The answer should contain only the lines running from the line with "Query: wooden bench leg" to the end of the material, reproduced verbatim.

--------

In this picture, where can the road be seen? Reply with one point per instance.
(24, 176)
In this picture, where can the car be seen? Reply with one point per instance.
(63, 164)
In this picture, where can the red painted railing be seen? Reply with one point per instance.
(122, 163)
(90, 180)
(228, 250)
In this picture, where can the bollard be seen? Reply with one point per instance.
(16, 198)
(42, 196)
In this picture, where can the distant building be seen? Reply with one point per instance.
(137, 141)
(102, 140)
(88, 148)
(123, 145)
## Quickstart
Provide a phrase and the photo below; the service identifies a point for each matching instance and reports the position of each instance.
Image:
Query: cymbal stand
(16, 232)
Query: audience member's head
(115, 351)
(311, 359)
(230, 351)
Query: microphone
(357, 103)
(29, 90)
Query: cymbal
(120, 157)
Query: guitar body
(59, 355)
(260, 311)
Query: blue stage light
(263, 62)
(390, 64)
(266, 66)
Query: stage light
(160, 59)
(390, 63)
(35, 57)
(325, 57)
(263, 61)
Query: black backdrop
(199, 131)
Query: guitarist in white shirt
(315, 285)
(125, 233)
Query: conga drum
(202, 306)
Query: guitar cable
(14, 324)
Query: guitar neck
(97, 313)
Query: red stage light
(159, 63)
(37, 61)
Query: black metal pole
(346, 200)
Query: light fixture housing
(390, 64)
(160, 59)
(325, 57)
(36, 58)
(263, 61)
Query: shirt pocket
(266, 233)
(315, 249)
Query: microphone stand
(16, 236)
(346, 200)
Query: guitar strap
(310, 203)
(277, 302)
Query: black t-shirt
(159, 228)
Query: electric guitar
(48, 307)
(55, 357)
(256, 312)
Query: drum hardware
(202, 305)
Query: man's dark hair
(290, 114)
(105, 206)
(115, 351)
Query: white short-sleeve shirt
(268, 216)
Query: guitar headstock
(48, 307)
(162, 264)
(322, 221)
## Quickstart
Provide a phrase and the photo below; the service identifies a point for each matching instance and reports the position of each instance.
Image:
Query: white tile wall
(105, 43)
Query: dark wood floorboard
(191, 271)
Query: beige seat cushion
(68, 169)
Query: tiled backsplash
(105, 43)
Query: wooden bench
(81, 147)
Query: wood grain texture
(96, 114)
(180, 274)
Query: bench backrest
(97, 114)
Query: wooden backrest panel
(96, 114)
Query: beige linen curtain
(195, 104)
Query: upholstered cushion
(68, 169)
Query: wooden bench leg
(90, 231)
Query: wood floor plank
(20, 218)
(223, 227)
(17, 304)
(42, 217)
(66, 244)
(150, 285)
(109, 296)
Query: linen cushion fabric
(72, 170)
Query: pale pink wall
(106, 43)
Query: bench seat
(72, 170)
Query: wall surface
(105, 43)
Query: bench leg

--------

> **Result**
Query: wooden bench leg
(90, 231)
Query: wood floor plank
(20, 218)
(223, 227)
(17, 304)
(42, 217)
(66, 244)
(150, 285)
(109, 296)
Query: linen cushion fabric
(72, 170)
Query: pale pink wall
(106, 43)
Query: bench seat
(72, 170)
Query: wall surface
(105, 43)
Query: bench leg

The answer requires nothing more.